▶ **MATERIAL SUPPLIED**:
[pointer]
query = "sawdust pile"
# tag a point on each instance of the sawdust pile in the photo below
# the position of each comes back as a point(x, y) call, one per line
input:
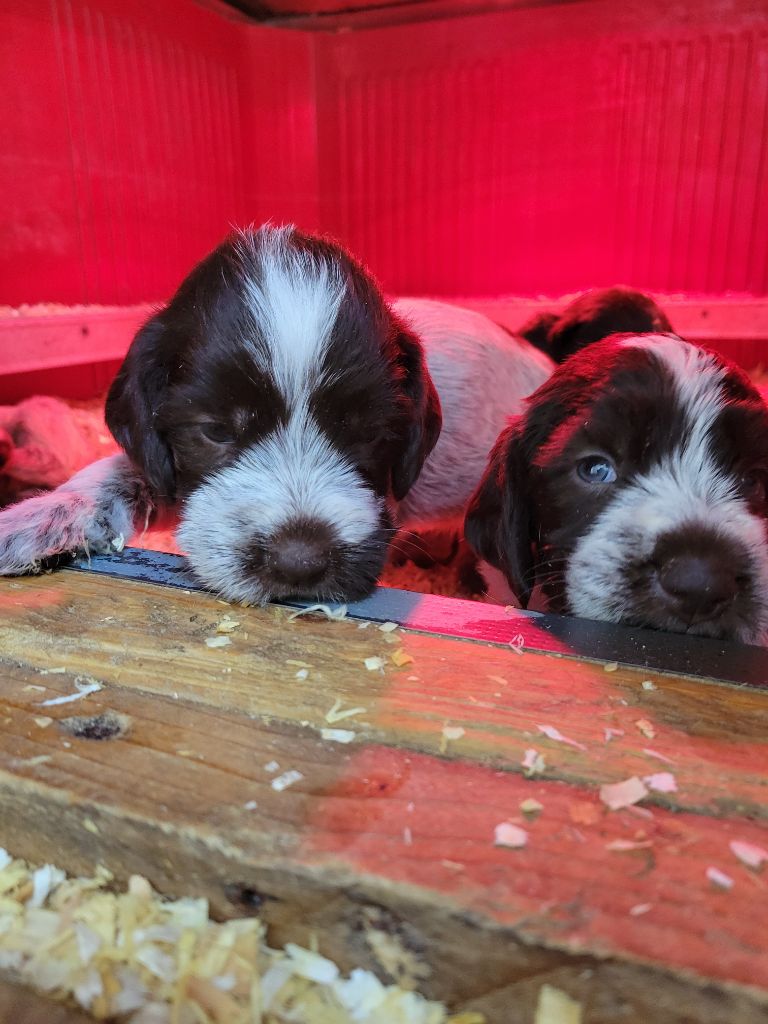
point(150, 961)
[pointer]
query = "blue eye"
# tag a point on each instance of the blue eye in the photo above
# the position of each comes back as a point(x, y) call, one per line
point(596, 469)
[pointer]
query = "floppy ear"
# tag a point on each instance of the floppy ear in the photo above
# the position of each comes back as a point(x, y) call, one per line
point(498, 523)
point(421, 407)
point(132, 406)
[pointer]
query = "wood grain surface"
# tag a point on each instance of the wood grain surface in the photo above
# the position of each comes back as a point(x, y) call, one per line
point(383, 847)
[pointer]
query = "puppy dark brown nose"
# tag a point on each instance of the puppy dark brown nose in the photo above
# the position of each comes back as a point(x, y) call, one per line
point(299, 561)
point(700, 585)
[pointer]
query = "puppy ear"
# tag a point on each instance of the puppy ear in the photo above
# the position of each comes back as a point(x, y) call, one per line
point(422, 415)
point(132, 406)
point(498, 523)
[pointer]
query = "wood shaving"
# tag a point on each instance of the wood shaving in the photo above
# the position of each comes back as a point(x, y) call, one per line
point(663, 781)
point(530, 807)
point(338, 713)
point(640, 908)
point(659, 757)
point(719, 879)
point(400, 657)
point(628, 845)
point(510, 836)
point(750, 854)
point(619, 795)
point(135, 956)
point(281, 782)
point(556, 1007)
point(84, 687)
point(644, 726)
point(227, 625)
point(338, 735)
point(534, 763)
point(217, 641)
point(517, 643)
point(334, 614)
point(584, 813)
point(552, 733)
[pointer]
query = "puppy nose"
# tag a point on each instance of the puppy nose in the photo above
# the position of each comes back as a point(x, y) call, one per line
point(700, 585)
point(299, 561)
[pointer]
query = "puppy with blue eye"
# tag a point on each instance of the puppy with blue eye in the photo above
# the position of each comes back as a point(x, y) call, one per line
point(633, 489)
point(286, 418)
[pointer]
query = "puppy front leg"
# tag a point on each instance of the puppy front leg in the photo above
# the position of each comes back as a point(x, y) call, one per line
point(93, 512)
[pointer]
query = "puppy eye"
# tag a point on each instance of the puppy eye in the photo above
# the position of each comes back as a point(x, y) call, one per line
point(753, 486)
point(219, 433)
point(596, 469)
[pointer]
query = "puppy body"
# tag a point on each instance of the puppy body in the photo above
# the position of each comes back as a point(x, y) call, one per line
point(481, 374)
point(284, 412)
point(633, 488)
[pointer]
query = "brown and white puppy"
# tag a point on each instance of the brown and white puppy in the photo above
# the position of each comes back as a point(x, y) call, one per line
point(283, 412)
point(634, 489)
point(592, 316)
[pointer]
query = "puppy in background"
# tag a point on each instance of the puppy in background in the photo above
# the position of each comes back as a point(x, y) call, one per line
point(634, 488)
point(594, 315)
point(285, 415)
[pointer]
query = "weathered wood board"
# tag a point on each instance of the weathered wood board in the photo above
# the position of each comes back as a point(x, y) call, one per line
point(384, 847)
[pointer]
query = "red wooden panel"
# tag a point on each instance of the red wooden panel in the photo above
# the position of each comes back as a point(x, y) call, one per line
point(554, 147)
point(123, 145)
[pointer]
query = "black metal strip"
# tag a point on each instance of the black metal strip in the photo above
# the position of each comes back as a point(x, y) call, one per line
point(603, 642)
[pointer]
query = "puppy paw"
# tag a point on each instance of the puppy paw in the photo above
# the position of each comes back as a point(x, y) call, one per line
point(53, 524)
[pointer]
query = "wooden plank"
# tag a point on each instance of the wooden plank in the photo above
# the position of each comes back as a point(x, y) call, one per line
point(384, 846)
point(698, 656)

▶ **WRITTEN TASK**: Every entry above is to be set down exactly; the pictures are to be left out.

▶ **EXERCISE RESPONSE**:
[pointer]
query = "sawdust pile"
# tag a point on each instance of the sawdust pile in the photo below
# the position of each comes back as a point(x, y) call, one per line
input:
point(150, 961)
[pointer]
query = "blue eye"
# tag a point on each instance of the blue eye in the photo above
# the position of each comes back as a point(x, y) call, one per line
point(596, 469)
[pointer]
query = "floppy ear"
# tag a point on each instance of the floppy ear in the photo above
# the position of each comes back as a point(x, y) call, one per line
point(498, 523)
point(421, 407)
point(132, 406)
[pointer]
query = "wood grain surface"
# tag a point on each instance of the wood grain surface in the photo above
# the position of each comes back as a point(x, y) call, one per line
point(383, 847)
[pointer]
query = "puppy dark brown nose"
# tag a point on each instance of the puppy dark brown nose in the photo above
# the position of each comes back as a point(x, y) call, one per line
point(299, 561)
point(700, 585)
[pointer]
query = "puppy ear"
# tag a point on each instance of the puppy ear in the photo above
# the position of each comes back as a point(x, y) call, one per line
point(422, 415)
point(132, 406)
point(498, 523)
[pointer]
query = "wood shaving"
# tag a point on each instance of the wood shaving in the photo above
# the position of each comes back as a point(x, y) call, one per line
point(663, 781)
point(530, 807)
point(338, 713)
point(640, 908)
point(659, 757)
point(719, 879)
point(400, 657)
point(628, 845)
point(510, 836)
point(750, 854)
point(619, 795)
point(135, 956)
point(281, 782)
point(556, 1007)
point(84, 687)
point(644, 726)
point(227, 625)
point(338, 735)
point(534, 763)
point(217, 641)
point(517, 643)
point(334, 614)
point(584, 813)
point(552, 733)
[pointer]
query = "puppy nose"
# tag a point on each instance of the puppy nose in the photo above
# the position of each comes back as a point(x, y) call, one per line
point(700, 585)
point(299, 561)
[pointer]
query = "puppy with blue eye"
# tag a point on each instance of the puppy with blue eye in the photo above
# the position of each comes back as a point(x, y) call, one per line
point(633, 489)
point(286, 418)
[pointer]
query = "puppy front leg"
# tag a point on each instance of the puppy front leg in the photo above
# the position of each comes back as a point(x, y) call, one per line
point(93, 512)
[pointer]
query = "puppy eye"
# tag a point on each instance of the puppy eye in the photo above
# the position of each comes back as a point(x, y) call, one per line
point(753, 486)
point(219, 433)
point(596, 469)
[pointer]
query = "puppy body"
# tag a point on each instance of the puppy body in the photo above
# the position of each comes back as a point(x, y) call, one per line
point(481, 374)
point(284, 412)
point(633, 488)
[pointer]
query = "brown and white puppy"
# tag a point on each instance of the brown and white puppy in the photo above
# the position of each comes back as a point(x, y) call, one per line
point(283, 412)
point(634, 489)
point(592, 316)
[pointer]
query = "puppy in background"
# tag a point on each instance of the puppy in background in the photo above
# the position of each comes back as a point(x, y) call, one per line
point(634, 488)
point(594, 315)
point(285, 415)
[pointer]
query = "weathered wood board"
# tag a point on each instance of the weathered wood board in the photo above
# the position of each comes back as a point(x, y) call, one per line
point(384, 847)
[pointer]
query = "red wooden panel"
# tag a point on each instance of the red wooden panel in the photo above
# the position of each comes back as a point(x, y) call, one per line
point(554, 147)
point(123, 145)
[pointer]
query = "black metal strip"
# tag a point on each instance of the black metal strip in the photo above
# the position of each comes back as a point(x, y) call, one per line
point(603, 642)
[pointer]
query = "puppy paw"
# tag a point on each instance of the puppy paw in the photo above
# the position of each comes back as a point(x, y) call, one per line
point(53, 524)
[pointer]
query = "wooden plank"
# tag a point on each instance of the wooden plank in the photo above
# the position of each comes back as a point(x, y) call, one per line
point(384, 846)
point(698, 656)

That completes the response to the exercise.